Render only the stretch of material below that runs from the line with "of the branching" to the line with "point(219, 131)", both lines included, as a numbered list with blank lines left out.

- _Provided data_:
_ _ _

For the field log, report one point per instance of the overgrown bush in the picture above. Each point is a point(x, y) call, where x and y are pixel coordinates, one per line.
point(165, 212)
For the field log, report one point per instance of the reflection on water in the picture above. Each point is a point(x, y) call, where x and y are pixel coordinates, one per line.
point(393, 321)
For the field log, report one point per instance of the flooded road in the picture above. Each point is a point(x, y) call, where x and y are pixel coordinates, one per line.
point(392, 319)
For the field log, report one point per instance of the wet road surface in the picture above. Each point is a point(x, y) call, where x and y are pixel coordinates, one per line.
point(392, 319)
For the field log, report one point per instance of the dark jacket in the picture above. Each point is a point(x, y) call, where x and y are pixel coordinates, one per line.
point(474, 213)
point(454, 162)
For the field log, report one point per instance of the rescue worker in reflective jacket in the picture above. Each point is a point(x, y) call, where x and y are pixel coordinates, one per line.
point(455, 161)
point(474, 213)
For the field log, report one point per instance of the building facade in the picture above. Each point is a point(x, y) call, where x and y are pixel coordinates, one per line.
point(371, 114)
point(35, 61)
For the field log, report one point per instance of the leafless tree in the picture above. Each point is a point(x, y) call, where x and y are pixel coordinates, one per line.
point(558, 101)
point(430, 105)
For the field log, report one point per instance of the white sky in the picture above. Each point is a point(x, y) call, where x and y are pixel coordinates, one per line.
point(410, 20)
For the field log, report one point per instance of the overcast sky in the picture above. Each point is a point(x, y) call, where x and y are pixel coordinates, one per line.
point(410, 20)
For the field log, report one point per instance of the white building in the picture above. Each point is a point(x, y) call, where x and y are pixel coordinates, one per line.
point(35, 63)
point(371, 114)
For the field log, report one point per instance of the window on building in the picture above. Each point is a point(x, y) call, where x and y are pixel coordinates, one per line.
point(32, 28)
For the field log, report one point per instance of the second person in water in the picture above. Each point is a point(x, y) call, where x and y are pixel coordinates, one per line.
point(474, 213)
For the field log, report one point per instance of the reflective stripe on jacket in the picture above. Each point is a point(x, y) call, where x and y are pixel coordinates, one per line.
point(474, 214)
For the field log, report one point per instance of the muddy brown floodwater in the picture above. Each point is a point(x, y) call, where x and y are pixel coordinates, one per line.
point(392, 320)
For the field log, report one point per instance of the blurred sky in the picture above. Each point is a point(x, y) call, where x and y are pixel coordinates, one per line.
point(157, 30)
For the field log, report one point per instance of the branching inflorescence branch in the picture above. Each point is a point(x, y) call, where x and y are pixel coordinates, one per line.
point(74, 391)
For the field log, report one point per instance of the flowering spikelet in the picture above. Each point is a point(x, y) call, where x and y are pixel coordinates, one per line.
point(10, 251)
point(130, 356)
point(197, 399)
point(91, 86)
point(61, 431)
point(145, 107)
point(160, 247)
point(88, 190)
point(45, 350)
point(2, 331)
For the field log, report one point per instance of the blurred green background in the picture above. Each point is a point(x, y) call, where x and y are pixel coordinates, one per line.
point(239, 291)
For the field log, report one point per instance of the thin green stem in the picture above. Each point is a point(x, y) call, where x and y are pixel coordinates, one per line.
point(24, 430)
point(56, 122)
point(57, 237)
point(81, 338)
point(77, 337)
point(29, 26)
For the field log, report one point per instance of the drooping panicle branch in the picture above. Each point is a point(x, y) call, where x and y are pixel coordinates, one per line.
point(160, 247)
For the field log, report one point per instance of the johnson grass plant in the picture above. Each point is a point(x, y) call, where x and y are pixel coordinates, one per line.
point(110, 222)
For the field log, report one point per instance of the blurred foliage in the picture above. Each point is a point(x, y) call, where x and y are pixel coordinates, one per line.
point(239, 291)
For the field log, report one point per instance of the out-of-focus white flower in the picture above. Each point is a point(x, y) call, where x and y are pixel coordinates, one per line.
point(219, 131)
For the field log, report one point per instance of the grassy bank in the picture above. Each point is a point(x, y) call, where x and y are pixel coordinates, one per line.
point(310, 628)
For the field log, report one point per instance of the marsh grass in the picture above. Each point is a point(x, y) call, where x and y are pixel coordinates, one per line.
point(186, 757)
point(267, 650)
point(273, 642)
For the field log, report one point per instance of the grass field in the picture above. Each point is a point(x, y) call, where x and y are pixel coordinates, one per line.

_ _ _

- _Reply to the exercise_:
1. For the field log, report one point per instance of the branching inflorescence branch in the picture above. Each point is a point(x, y) call, where x and y are pixel coordinates, one per line.
2. point(74, 391)
3. For the field log, report one point per instance of the flowering spikelet in the picture above. Each point is a point(x, y) call, where x and y are pixel coordinates, one per line.
4. point(10, 251)
5. point(130, 356)
6. point(197, 399)
7. point(91, 86)
8. point(61, 431)
9. point(145, 107)
10. point(160, 247)
11. point(88, 190)
12. point(45, 350)
13. point(2, 331)
14. For the field log, report one point per instance of the blurred green background in the picture above. Each point is a point(x, y) call, where x and y are pixel coordinates, one per line.
15. point(239, 291)
16. For the field log, report one point per instance of the thin green stem in the picture above. Each point is a point(x, y) call, where x and y are pixel coordinates, one per line.
17. point(24, 430)
18. point(56, 122)
19. point(57, 237)
20. point(81, 338)
21. point(77, 337)
22. point(29, 26)
23. For the field log, report one point per instance of the drooping panicle branch in the picture above. Each point is a point(x, y) call, where x and y are pixel coordinates, one per line.
24. point(160, 247)
25. For the field log, report one point per instance of the johnson grass plant in the picture above. Each point is a point(x, y) call, where x and y are pixel coordinates, one per line.
26. point(110, 222)
27. For the field log, report one point per instance of the blurred foliage in the picture above. Each point is a point(x, y) call, where x and y are pixel coordinates, one per line.
28. point(239, 291)
29. For the field log, report one point per instance of the out-of-focus white flower in the picture above. Each point is a point(x, y) call, where x and y are pixel coordinates, one per line.
30. point(219, 131)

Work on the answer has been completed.